__EXERCISE__: All of the entries must be output exactly as they are.

═════ GIVEN DATA ═════

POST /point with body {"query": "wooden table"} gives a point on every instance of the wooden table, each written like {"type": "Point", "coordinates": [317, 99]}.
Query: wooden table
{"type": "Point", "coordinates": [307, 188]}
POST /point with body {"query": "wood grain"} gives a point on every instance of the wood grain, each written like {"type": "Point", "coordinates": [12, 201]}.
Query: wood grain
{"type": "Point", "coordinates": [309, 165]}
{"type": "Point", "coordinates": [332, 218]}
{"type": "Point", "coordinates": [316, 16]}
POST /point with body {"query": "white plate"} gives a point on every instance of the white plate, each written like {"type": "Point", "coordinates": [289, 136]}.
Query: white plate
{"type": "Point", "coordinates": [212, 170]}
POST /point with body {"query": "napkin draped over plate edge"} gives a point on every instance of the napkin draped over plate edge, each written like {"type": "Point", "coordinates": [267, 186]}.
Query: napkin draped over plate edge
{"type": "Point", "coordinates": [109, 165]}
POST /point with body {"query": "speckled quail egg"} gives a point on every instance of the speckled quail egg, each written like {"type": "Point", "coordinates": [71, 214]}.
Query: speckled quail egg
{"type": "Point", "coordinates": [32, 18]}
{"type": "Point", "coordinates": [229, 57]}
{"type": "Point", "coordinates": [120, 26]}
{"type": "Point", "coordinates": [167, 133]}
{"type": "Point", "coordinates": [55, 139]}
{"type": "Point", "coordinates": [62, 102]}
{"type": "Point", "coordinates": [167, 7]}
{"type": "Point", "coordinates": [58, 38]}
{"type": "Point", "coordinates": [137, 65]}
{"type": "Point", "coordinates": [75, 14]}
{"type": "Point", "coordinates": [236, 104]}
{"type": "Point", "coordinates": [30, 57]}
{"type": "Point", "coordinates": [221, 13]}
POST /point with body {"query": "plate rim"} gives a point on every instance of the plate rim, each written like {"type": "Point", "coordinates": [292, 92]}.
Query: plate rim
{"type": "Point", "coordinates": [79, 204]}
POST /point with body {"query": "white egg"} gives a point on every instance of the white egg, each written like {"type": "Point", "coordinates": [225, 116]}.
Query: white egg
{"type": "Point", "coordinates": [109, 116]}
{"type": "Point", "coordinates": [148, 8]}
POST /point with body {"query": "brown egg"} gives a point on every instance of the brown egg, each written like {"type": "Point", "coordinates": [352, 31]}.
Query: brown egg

═════

__OUTPUT OF THE EXERCISE__:
POST /point with body {"query": "wooden table"} gives a point on every instance of the wooden table, each written like {"type": "Point", "coordinates": [317, 99]}.
Query: wooden table
{"type": "Point", "coordinates": [307, 188]}
POST /point with body {"query": "wood grain"} gives a point on every instance of the wood grain, each written like {"type": "Point", "coordinates": [12, 201]}.
Query: wood grain
{"type": "Point", "coordinates": [309, 165]}
{"type": "Point", "coordinates": [332, 218]}
{"type": "Point", "coordinates": [316, 16]}
POST /point with body {"query": "white plate"} gives a point on every instance of the white plate, each written like {"type": "Point", "coordinates": [289, 136]}.
Query: white plate
{"type": "Point", "coordinates": [212, 170]}
POST /point with body {"query": "napkin draped over plate edge"} gives a point on every instance of the napkin draped over plate edge, each written like {"type": "Point", "coordinates": [267, 186]}.
Query: napkin draped over plate edge
{"type": "Point", "coordinates": [109, 165]}
POST /point with body {"query": "speckled quail egg"} gives a point on every instance of the speckled quail egg, each written like {"type": "Point", "coordinates": [71, 214]}.
Query: speckled quail egg
{"type": "Point", "coordinates": [32, 18]}
{"type": "Point", "coordinates": [229, 57]}
{"type": "Point", "coordinates": [120, 26]}
{"type": "Point", "coordinates": [167, 133]}
{"type": "Point", "coordinates": [55, 139]}
{"type": "Point", "coordinates": [62, 102]}
{"type": "Point", "coordinates": [167, 7]}
{"type": "Point", "coordinates": [58, 38]}
{"type": "Point", "coordinates": [137, 65]}
{"type": "Point", "coordinates": [75, 14]}
{"type": "Point", "coordinates": [236, 104]}
{"type": "Point", "coordinates": [30, 57]}
{"type": "Point", "coordinates": [221, 13]}
POST /point with body {"query": "plate rim"} gives a point on every instance of the plate rim, each written like {"type": "Point", "coordinates": [292, 92]}.
Query: plate rim
{"type": "Point", "coordinates": [79, 204]}
POST /point with body {"query": "white egg"} gives a point on every instance of the white egg, each written like {"type": "Point", "coordinates": [225, 116]}.
Query: white egg
{"type": "Point", "coordinates": [109, 116]}
{"type": "Point", "coordinates": [148, 8]}
POST /point with body {"query": "brown egg"} gives a point on every instance of the brown egg, each written like {"type": "Point", "coordinates": [352, 31]}.
Query: brown egg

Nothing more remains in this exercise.